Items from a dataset
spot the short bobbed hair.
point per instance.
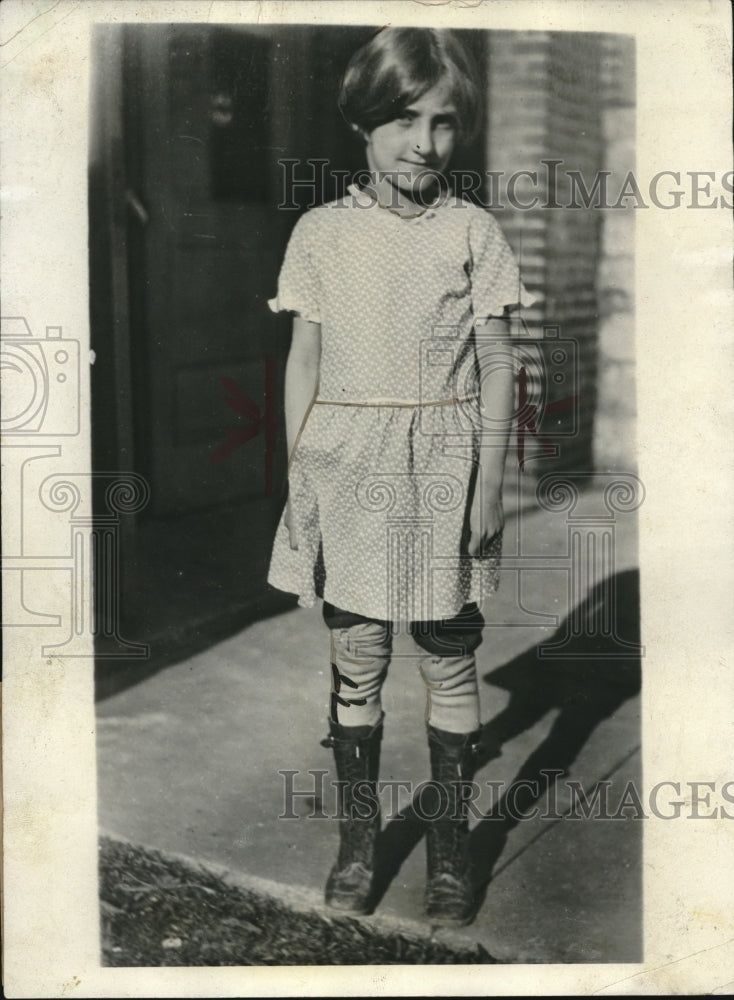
(397, 66)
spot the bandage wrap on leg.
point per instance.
(360, 656)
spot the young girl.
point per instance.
(398, 403)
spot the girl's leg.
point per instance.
(360, 655)
(449, 670)
(452, 718)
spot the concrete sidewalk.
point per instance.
(189, 759)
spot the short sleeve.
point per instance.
(495, 276)
(299, 287)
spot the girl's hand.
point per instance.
(486, 520)
(290, 525)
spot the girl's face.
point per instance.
(421, 140)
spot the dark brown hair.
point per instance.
(398, 66)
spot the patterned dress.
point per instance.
(384, 470)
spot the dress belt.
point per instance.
(397, 403)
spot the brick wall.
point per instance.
(566, 97)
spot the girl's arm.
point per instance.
(301, 384)
(497, 401)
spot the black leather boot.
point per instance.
(450, 895)
(357, 756)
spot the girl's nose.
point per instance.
(423, 141)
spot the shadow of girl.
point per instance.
(593, 670)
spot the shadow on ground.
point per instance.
(586, 670)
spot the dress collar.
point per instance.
(364, 200)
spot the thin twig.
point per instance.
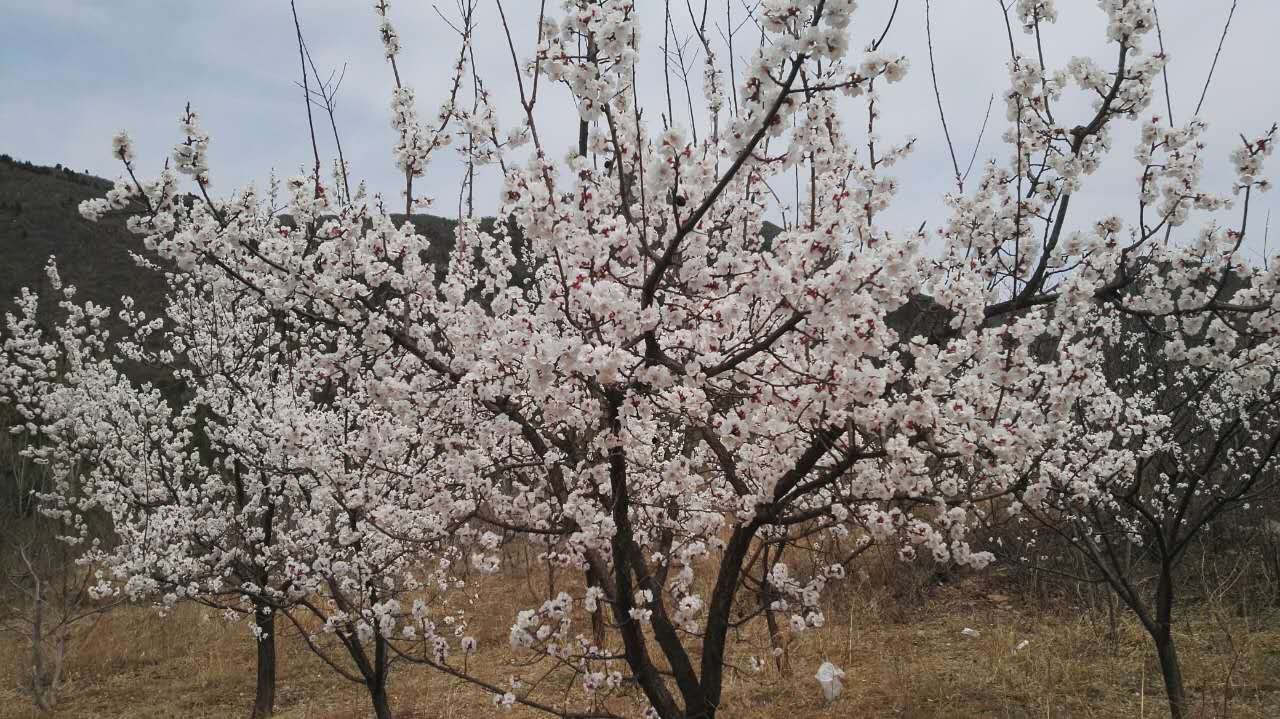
(1214, 65)
(937, 95)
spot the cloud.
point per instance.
(76, 71)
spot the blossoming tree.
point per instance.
(707, 424)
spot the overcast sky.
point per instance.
(72, 72)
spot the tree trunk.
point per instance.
(264, 697)
(378, 695)
(1171, 672)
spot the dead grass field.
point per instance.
(900, 662)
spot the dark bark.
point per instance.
(1169, 667)
(1171, 672)
(264, 697)
(378, 695)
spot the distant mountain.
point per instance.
(39, 218)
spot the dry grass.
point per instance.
(899, 663)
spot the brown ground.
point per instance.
(899, 663)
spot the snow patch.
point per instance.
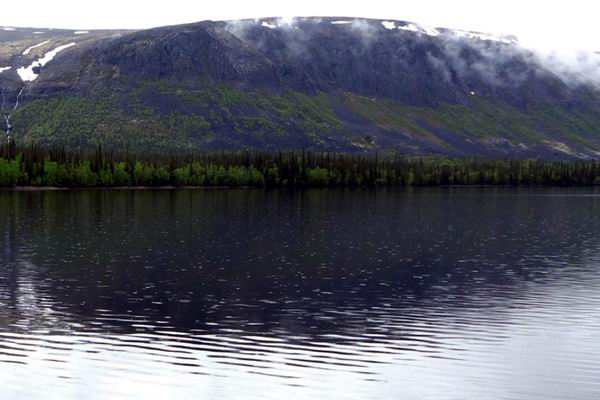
(35, 47)
(424, 30)
(27, 74)
(484, 36)
(409, 27)
(389, 25)
(268, 25)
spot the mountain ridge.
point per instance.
(330, 84)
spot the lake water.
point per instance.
(339, 294)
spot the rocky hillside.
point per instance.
(329, 84)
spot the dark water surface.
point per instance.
(246, 294)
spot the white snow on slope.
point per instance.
(35, 47)
(389, 24)
(425, 30)
(409, 27)
(268, 25)
(27, 74)
(483, 36)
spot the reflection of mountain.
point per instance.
(342, 263)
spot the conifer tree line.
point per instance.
(61, 167)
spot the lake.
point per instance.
(449, 293)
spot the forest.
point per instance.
(56, 166)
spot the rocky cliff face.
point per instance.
(321, 83)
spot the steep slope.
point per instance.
(316, 83)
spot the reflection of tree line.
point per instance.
(78, 246)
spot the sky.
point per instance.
(544, 25)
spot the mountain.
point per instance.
(331, 84)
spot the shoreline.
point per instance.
(142, 188)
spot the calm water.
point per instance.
(245, 294)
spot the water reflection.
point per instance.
(447, 293)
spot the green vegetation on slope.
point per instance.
(161, 114)
(483, 120)
(158, 115)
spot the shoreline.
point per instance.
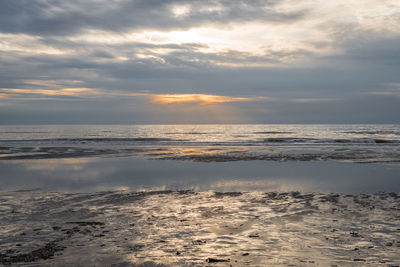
(186, 228)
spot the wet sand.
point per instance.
(186, 228)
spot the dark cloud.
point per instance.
(58, 17)
(362, 63)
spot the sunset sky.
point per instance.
(174, 61)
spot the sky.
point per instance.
(220, 61)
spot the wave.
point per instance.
(373, 132)
(331, 141)
(95, 140)
(272, 132)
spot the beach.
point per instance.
(186, 228)
(208, 196)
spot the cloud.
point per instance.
(271, 60)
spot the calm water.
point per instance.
(338, 158)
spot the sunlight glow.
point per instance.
(202, 99)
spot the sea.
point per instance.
(334, 158)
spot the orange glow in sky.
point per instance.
(202, 99)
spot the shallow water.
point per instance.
(206, 143)
(184, 228)
(136, 173)
(208, 195)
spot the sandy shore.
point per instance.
(184, 228)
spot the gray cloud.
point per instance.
(57, 17)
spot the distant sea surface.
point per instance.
(340, 158)
(354, 143)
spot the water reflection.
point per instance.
(97, 174)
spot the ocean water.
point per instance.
(318, 158)
(351, 143)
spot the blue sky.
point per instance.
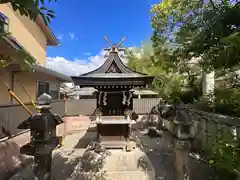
(82, 24)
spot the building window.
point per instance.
(54, 95)
(3, 23)
(43, 87)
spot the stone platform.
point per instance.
(113, 165)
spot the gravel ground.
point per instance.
(72, 162)
(161, 155)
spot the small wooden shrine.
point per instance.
(113, 80)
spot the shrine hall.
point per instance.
(113, 82)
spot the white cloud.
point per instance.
(77, 66)
(60, 36)
(72, 36)
(87, 54)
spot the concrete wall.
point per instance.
(4, 95)
(27, 33)
(28, 80)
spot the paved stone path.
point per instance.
(73, 162)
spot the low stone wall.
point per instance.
(10, 157)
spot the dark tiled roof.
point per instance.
(113, 59)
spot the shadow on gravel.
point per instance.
(161, 154)
(90, 135)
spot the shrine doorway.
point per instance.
(114, 106)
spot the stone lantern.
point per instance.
(43, 137)
(178, 121)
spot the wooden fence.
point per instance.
(12, 115)
(144, 105)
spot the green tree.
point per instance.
(168, 81)
(31, 9)
(208, 30)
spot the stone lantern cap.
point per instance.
(176, 113)
(44, 100)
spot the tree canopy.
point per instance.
(206, 29)
(31, 9)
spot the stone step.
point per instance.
(113, 144)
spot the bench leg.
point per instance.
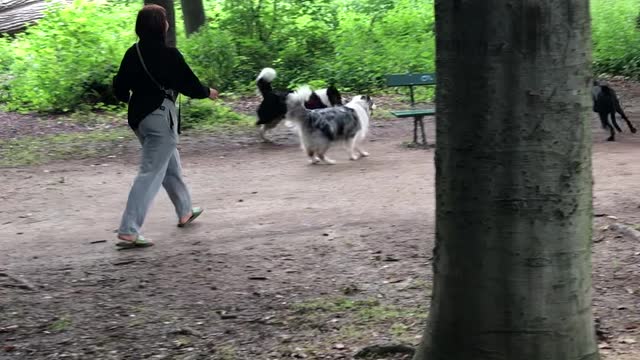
(424, 136)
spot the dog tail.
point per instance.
(295, 102)
(264, 80)
(335, 98)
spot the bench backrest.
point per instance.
(411, 80)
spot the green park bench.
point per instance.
(417, 114)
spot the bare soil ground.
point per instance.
(288, 260)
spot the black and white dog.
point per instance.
(606, 103)
(273, 107)
(319, 129)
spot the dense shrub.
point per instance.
(212, 55)
(616, 37)
(68, 59)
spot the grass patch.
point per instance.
(359, 319)
(34, 150)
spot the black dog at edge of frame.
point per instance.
(605, 104)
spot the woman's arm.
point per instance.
(122, 80)
(185, 81)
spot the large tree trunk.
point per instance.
(512, 260)
(16, 14)
(171, 14)
(193, 14)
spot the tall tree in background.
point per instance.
(194, 16)
(171, 15)
(512, 260)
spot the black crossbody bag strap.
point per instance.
(144, 66)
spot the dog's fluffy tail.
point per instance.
(264, 80)
(295, 103)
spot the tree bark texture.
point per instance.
(512, 260)
(171, 15)
(193, 14)
(15, 15)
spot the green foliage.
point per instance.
(69, 57)
(205, 114)
(212, 55)
(616, 37)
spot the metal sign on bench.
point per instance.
(412, 80)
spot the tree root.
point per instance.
(18, 282)
(385, 349)
(626, 230)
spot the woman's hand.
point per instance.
(213, 93)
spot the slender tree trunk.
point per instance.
(512, 261)
(171, 14)
(193, 14)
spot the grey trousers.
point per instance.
(158, 134)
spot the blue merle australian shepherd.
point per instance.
(319, 129)
(273, 107)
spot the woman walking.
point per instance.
(150, 76)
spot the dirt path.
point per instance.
(281, 249)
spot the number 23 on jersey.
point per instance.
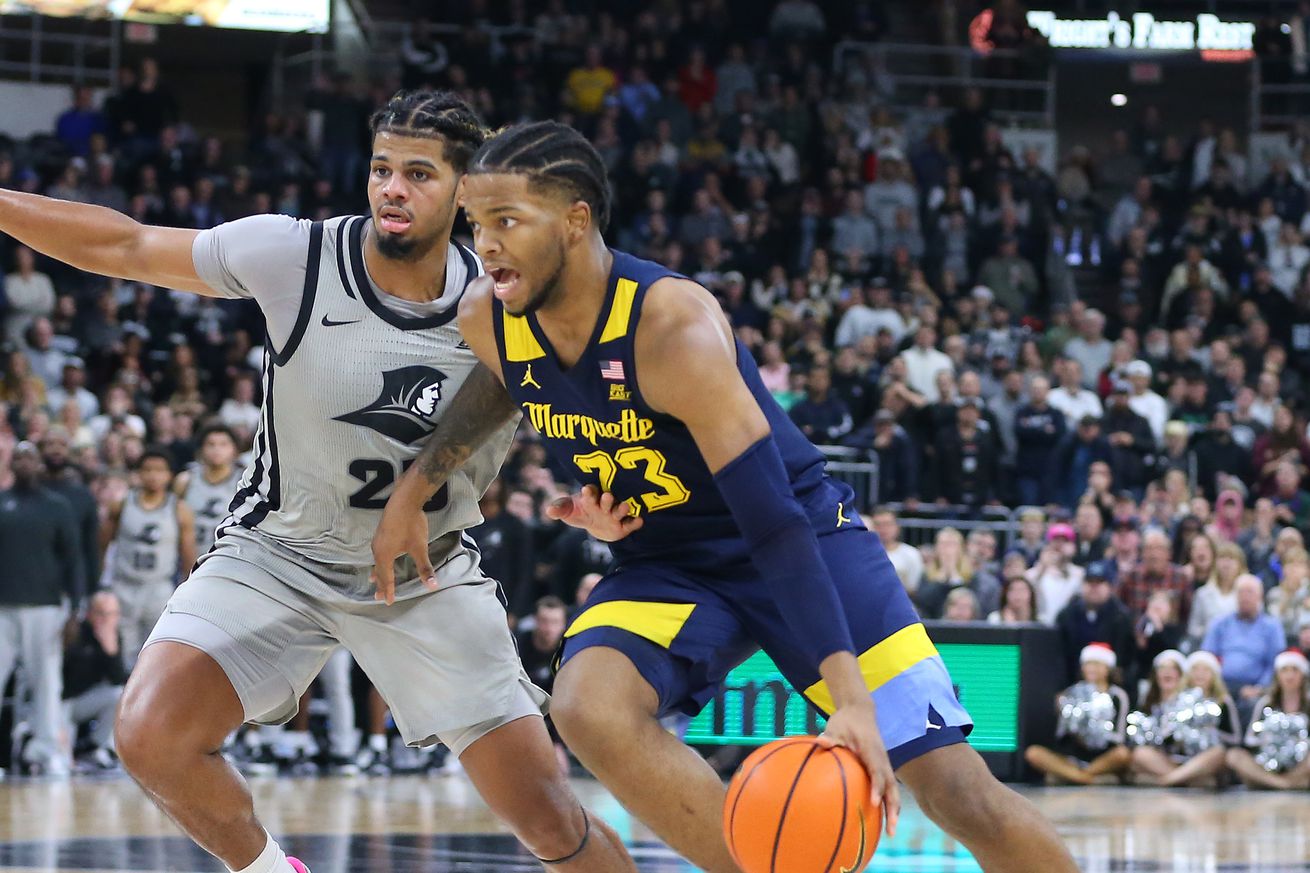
(671, 492)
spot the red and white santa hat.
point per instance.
(1208, 658)
(1170, 656)
(1292, 658)
(1098, 653)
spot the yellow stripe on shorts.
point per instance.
(882, 662)
(660, 623)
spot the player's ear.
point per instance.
(578, 220)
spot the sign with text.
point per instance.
(1144, 32)
(756, 705)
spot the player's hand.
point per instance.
(856, 728)
(402, 530)
(601, 515)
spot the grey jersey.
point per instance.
(354, 382)
(146, 548)
(208, 502)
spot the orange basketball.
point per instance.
(794, 806)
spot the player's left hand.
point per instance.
(601, 515)
(402, 530)
(856, 728)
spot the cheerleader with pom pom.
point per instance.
(1093, 718)
(1194, 729)
(1277, 742)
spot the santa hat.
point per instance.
(1292, 658)
(1170, 656)
(1098, 653)
(1207, 658)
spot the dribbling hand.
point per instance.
(401, 531)
(856, 728)
(601, 515)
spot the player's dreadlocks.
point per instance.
(436, 114)
(550, 154)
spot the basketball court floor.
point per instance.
(438, 825)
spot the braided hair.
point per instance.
(434, 114)
(550, 154)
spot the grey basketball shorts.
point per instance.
(444, 661)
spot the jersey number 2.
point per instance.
(377, 475)
(672, 492)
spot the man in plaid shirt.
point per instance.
(1156, 573)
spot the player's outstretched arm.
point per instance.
(101, 240)
(681, 323)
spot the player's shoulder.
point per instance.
(681, 313)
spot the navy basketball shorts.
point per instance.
(685, 631)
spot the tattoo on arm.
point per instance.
(480, 408)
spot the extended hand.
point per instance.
(856, 728)
(402, 530)
(601, 515)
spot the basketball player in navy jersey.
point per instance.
(362, 357)
(633, 379)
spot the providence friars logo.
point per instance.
(404, 410)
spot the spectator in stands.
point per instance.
(1246, 642)
(1283, 443)
(967, 459)
(1285, 695)
(822, 416)
(47, 361)
(1289, 601)
(1216, 593)
(29, 295)
(1090, 348)
(1074, 459)
(1018, 601)
(898, 459)
(960, 606)
(922, 363)
(41, 551)
(1089, 526)
(1156, 631)
(1129, 438)
(1009, 275)
(1218, 455)
(1039, 427)
(946, 569)
(1070, 397)
(1055, 576)
(907, 560)
(93, 677)
(71, 391)
(1156, 573)
(1095, 615)
(1291, 502)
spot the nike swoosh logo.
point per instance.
(863, 838)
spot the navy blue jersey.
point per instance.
(594, 421)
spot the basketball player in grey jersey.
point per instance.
(362, 355)
(207, 486)
(152, 540)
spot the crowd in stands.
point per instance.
(1118, 344)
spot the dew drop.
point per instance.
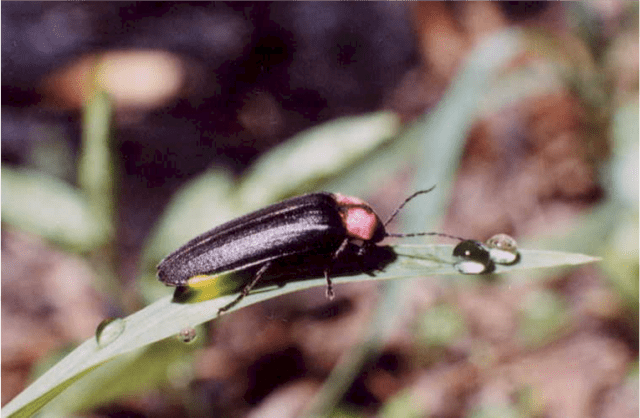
(108, 330)
(187, 335)
(473, 258)
(503, 249)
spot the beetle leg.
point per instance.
(327, 269)
(247, 288)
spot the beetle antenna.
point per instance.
(393, 215)
(422, 234)
(417, 234)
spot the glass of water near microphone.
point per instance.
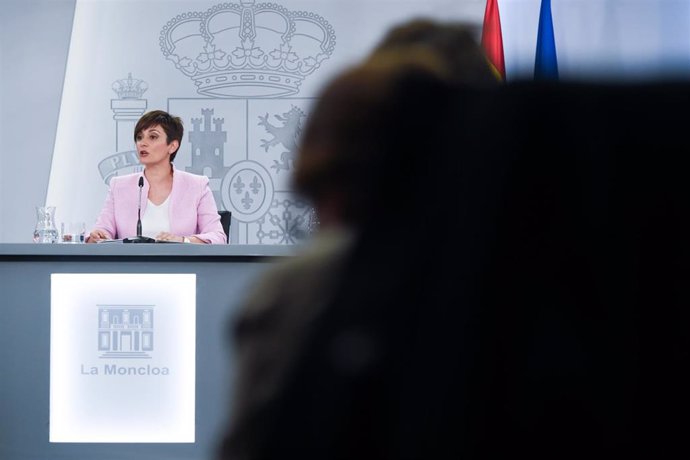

Given task:
From the line containing "spot the nike swoosh logo." through the last line of the material above, write out each line exactly, leaving aside all pictures.

Right answer:
spot the nike swoosh logo.
point per instance.
(863, 838)
spot the navy blue jersey.
point per instance.
(594, 421)
spot the basketball player in grey jersey.
point per instance.
(362, 355)
(207, 486)
(152, 540)
spot the crowd in stands.
point per instance.
(1118, 344)
spot the dew drop.
point per instance.
(108, 330)
(187, 335)
(473, 258)
(503, 249)
spot the beetle leg.
point per instance.
(327, 269)
(247, 288)
spot the beetle antenna.
point per instance.
(393, 215)
(422, 234)
(417, 234)
spot the glass of water near microphone.
point per instance.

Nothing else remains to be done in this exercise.